### Task set
A: Could you transcribe the passage below on the EU electronics initiative, starting with "In the current" and going on through "is getting older."?
B: Can you write the next part of the passage below on the EU electronics initiative, picking up right after its final sentence?

### Passage to read
━━━

In the current climate - with so many looking for work and worrying about the future - we need to look towards the future sources of growth. And today the Commission came forward with a very clear example: a package for investment and innovation; including measures to stimulate new ideas in electronics, and to support a society that is getting older.
In electronics we have launched what’s known as a “Joint Technology Initiative” - a sort of public-private partnership. Known as “Electronic Components and Systems for European Leadership” (ECSEL), it will bring together billions of euros from the EU, its member countries, and the industry — behind common strategic goals.
And we picked electronics for a good reason: it’s a strong and strategic sector, that has grown around 5% per year since 2000. In Europe today it directly employs 200,000 people. And there is huge demand for more skills and more workers. But it’s not just about this one sector: it’s about every sector enabled and stimulated by new electronic innovations. You’ve probably got a good example in your pocket; but it’s not just phones, it’s all sorts of gadgets. And it’s a list that grows ever longer: soon all sorts of things could rely on microchips, from your fridge to your energy grid. The fact is, electronics supports and enables a huge value chain, reaching across the economy.

━━━

### Extracted records
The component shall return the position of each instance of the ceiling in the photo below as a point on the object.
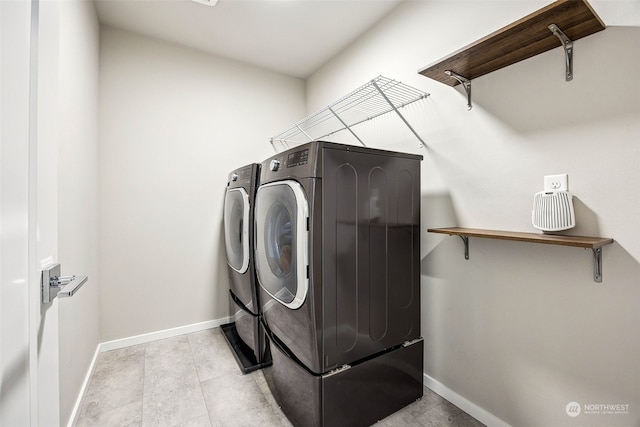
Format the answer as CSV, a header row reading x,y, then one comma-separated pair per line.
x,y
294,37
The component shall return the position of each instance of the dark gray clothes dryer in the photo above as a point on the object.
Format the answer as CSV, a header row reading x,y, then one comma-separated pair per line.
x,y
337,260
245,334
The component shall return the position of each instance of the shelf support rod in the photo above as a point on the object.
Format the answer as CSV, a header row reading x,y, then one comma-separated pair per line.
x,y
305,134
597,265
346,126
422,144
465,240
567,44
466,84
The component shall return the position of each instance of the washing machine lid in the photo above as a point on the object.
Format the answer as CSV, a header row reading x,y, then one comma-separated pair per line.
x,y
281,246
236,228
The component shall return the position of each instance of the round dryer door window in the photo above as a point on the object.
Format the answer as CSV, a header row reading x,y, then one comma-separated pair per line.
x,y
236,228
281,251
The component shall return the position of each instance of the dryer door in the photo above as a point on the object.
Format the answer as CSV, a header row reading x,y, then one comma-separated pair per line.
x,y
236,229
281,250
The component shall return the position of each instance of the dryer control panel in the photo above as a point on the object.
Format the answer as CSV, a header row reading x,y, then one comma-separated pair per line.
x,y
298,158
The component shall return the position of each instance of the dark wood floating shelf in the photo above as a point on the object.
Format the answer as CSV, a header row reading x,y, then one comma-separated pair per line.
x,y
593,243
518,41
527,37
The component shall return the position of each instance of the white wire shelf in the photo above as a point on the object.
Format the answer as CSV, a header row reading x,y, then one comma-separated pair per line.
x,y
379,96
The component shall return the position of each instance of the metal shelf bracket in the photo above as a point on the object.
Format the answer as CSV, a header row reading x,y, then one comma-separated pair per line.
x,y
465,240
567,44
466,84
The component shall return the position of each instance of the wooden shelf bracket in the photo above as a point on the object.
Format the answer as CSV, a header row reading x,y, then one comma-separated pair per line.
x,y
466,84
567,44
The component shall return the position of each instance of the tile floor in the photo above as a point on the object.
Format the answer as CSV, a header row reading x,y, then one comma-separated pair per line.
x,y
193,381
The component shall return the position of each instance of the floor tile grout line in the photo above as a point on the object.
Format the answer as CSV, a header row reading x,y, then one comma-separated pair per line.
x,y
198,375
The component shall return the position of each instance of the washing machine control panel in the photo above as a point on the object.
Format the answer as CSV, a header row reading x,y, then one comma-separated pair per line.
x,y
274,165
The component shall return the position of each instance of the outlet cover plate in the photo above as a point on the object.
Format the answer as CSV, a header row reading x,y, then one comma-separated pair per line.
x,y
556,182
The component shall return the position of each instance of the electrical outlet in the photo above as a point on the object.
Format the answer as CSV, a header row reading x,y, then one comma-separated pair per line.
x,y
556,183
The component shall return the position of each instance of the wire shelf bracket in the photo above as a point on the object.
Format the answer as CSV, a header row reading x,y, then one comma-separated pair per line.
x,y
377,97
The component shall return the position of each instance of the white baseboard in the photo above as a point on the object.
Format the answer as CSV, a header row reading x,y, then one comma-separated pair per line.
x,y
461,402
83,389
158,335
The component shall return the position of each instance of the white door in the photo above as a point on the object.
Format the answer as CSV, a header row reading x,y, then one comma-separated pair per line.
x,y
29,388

━━━

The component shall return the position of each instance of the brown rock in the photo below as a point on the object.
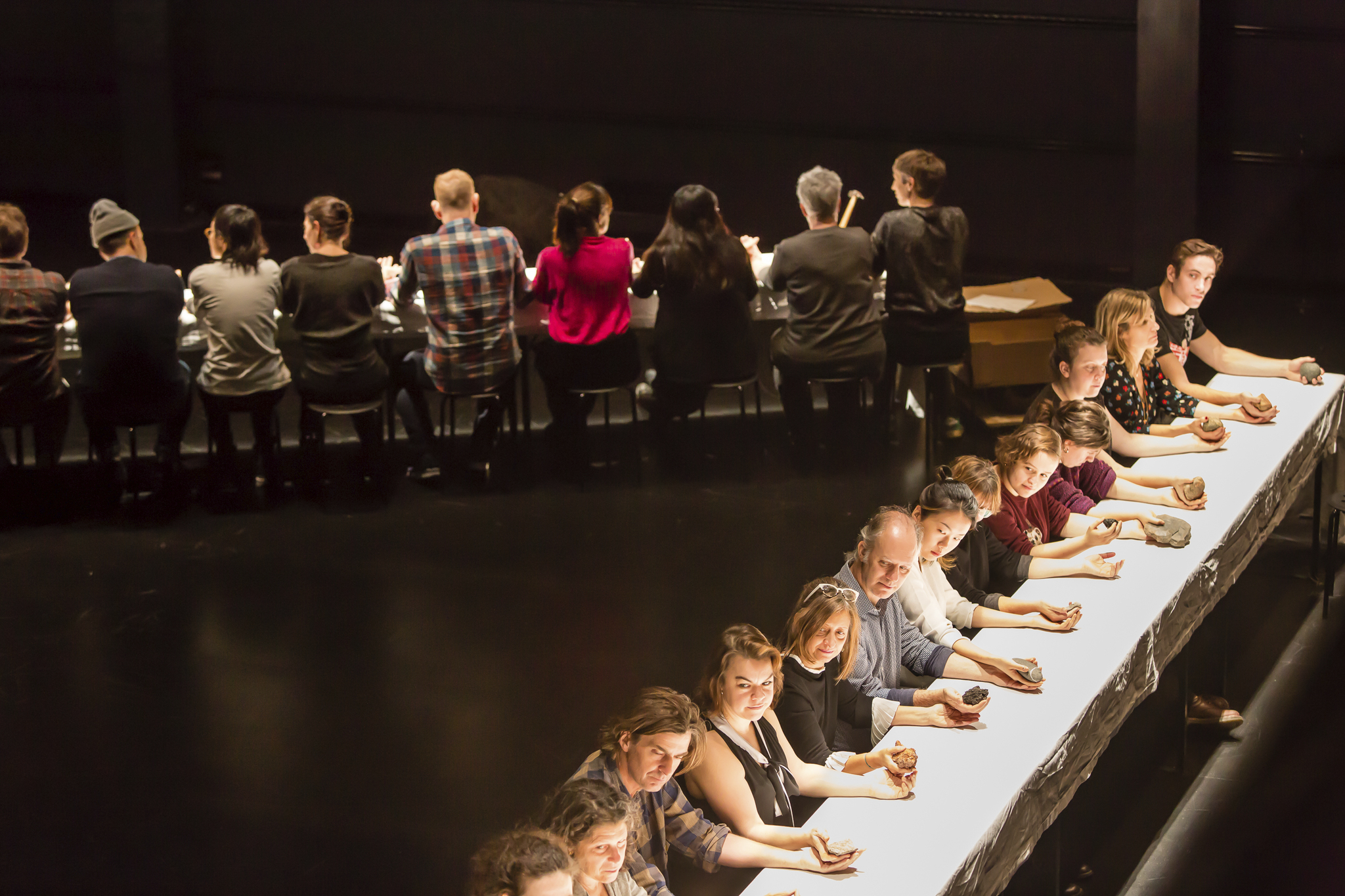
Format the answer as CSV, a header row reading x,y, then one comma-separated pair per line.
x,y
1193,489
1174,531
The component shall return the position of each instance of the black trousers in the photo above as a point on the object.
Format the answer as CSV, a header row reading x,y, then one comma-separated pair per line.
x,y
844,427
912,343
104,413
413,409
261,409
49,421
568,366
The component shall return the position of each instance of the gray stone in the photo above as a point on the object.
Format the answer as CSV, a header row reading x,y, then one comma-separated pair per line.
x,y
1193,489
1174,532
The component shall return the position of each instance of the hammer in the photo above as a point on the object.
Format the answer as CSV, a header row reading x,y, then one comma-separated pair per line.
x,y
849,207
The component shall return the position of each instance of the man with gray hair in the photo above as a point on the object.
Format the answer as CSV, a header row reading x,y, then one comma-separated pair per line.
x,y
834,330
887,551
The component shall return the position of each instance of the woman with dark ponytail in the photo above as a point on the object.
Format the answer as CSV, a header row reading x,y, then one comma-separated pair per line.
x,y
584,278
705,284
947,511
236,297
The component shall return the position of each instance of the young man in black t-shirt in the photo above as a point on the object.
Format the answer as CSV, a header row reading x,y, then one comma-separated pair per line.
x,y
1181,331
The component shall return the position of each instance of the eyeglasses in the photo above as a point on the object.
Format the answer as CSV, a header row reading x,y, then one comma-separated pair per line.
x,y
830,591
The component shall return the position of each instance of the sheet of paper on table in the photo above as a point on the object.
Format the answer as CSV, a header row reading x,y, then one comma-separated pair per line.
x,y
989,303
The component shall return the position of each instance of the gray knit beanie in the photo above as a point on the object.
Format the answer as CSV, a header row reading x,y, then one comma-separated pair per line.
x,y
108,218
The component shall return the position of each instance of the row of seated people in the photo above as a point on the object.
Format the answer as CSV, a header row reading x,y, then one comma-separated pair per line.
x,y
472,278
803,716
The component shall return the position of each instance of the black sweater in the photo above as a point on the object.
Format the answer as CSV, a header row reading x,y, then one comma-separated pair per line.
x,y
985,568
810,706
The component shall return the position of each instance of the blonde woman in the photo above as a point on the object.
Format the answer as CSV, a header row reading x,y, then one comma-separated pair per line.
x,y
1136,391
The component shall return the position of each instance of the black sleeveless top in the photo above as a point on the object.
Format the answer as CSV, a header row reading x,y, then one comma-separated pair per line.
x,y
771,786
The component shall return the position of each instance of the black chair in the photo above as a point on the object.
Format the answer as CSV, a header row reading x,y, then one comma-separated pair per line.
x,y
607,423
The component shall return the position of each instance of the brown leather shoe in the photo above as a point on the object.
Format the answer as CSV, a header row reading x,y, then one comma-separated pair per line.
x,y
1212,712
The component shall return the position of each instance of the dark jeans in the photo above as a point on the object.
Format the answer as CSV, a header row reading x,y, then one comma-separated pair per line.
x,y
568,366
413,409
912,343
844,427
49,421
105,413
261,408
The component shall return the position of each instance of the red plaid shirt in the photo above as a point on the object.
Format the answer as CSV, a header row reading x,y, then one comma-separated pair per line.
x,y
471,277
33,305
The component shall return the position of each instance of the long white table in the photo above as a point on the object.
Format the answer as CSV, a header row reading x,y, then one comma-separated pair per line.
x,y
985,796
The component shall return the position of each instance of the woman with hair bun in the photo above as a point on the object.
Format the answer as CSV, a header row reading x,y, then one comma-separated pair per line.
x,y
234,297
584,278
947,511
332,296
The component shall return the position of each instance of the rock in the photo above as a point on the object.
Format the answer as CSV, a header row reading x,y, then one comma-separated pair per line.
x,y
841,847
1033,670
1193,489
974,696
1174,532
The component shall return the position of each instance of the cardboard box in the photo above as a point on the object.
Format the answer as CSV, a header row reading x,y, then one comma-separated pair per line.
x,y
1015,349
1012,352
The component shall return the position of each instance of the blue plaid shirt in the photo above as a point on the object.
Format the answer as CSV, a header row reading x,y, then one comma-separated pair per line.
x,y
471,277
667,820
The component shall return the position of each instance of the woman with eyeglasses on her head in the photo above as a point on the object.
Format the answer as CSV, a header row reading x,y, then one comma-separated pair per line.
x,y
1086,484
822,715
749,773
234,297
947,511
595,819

━━━

### Answers to the tasks
A:
In the current climate - with so many looking for work and worrying about the future - we need to look towards the future sources of growth. And today the Commission came forward with a very clear example: a package for investment and innovation; including measures to stimulate new ideas in electronics, and to support a society that is getting older.

B:
At a time when others are investing aggressively, we cannot be left behind. And we need to work together as Europe to build on our strengths, across the member states.
That is why just over six weeks ago I set out an ambitious electronics strategy for Europe. Including for bigger, better, more coordinated investment; to reinforce our world-class electronics clusters; to reverse Europe’s declining market share; and to double our chip production by 2020, to overtake the United States. Today’s announcement is just the first step implementing that Strategy. And it’s something that received a lot of support, including from national ministers. So I am confident it can make quick progress by decision-makers in the Council.
Today we also launched one other “digital” initiative — using technology to help an ageing population stay active and independent longer. Our existing Programme in this area already showed it’s a rich area for innovation, especially from smaller companies. And our new joint programme, “Active Assisted Living”, will continue that good work. It will be even more agile and with even more user participation, looking at a range of areas, from preventing falls to independent living.
This is a major opportunity to score a triple win: for more active and independent older people, more effective sustainable care, and more European jobs and growth in a competitive global market.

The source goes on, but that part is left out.